-- BEGIN SELECTED EXTRACT --

Working with zip files in Python
How To Python

Working with zip files in Python

Mishel Shaji
Mishel Shaji

In this tutorial we're going to learn how to create, extract and view zip files in Python using the built-in module named zipfile.

What is a zip file?

It is a file that contains several compressed files and folders. Zip uses several compression algorithms to compress files. The most common one is DEFLATE.

A zip file has these benefits:

  • Reduced file size.
  • Saves storage space.
  • Allows you to encrypt data.

zipfile module

zipfile is a built-in module in Python to work with zip files. It allows you to create, extract and modify files.

Limitations

This module comes with everything you need to work with zip files. But has the following limitations.

  • It cannot handle ZIP files that are more than 4 GiB in size.
  • Cannot create an encrypted zip file.
  • Decompression is extremely slow compared to C.

Exceptions

An exception is an event that affects the normal flow of execution of a program. These are the exceptions that are defined in the zipfile module:

  • zipfile.BadZipFile - The error raised for bad ZIP files. It was introduced in version 3.2. It's alias is zipfile.BadZipfile, for compatibility with older Python versions.
  • zipfile.LargeZipFile - Raised when a ZIP file would require ZIP64 functionality but that has not been enabled.

-- END SELECTED EXTRACT --

WORK REQUIRED: In the tutorial on zip files in Python, what is the most common compression algorithm used by zip?

-- BEGIN DATASET ROWS --

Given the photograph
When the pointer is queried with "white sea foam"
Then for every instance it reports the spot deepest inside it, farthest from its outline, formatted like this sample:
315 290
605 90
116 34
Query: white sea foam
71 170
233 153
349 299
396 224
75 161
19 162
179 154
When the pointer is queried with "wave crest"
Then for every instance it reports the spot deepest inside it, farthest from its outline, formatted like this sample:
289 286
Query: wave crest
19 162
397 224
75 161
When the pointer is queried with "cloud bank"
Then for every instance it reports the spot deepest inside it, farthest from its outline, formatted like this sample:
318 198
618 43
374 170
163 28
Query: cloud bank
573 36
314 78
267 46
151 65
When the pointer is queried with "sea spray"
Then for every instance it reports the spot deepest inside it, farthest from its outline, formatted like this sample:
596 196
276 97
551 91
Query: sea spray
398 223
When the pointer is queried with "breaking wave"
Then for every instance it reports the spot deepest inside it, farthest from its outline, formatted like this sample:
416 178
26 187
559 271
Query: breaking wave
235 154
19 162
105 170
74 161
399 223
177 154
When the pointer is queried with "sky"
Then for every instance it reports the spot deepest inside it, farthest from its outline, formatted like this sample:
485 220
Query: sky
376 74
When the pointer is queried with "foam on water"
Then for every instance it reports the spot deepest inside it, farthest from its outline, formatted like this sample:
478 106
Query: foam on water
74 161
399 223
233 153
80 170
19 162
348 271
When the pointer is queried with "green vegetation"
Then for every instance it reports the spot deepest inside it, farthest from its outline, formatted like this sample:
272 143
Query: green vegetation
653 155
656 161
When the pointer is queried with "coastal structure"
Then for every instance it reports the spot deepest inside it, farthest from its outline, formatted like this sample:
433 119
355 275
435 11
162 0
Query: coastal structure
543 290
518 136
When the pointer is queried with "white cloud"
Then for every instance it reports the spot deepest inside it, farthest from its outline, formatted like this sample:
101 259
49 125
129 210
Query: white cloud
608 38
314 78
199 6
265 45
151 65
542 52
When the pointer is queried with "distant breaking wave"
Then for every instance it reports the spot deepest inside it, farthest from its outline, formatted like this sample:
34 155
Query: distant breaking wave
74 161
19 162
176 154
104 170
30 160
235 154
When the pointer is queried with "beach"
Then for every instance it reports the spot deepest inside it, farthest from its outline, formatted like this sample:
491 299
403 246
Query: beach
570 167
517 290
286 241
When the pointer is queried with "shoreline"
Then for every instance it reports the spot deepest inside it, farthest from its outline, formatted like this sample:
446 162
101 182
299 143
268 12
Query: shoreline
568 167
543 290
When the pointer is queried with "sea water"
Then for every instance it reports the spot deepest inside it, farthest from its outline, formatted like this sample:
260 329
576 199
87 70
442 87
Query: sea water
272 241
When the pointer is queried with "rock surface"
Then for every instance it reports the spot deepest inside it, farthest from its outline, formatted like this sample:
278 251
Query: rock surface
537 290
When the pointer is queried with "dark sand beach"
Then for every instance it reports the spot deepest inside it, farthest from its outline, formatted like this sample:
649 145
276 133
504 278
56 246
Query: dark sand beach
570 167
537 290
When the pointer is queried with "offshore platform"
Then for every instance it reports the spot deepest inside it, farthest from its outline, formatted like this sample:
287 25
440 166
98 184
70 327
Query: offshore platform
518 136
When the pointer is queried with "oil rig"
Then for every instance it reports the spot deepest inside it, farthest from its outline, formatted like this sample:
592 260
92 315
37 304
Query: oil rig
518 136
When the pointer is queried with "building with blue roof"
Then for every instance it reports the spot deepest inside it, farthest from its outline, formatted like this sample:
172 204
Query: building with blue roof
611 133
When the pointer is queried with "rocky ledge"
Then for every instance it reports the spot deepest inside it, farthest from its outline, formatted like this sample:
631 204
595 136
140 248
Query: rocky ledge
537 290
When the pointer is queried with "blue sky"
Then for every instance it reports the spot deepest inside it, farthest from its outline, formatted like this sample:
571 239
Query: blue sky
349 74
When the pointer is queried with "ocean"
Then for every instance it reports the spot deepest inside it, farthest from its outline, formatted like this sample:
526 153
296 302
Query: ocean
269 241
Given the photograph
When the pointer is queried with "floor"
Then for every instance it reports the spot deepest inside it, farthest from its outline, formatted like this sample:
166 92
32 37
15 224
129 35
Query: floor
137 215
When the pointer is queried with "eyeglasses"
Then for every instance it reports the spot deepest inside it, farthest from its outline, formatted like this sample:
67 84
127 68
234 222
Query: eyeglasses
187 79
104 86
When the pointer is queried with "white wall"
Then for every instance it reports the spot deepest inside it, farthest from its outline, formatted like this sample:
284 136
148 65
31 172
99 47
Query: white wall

-- END DATASET ROWS --

EXERCISE SOLUTION: DEFLATE.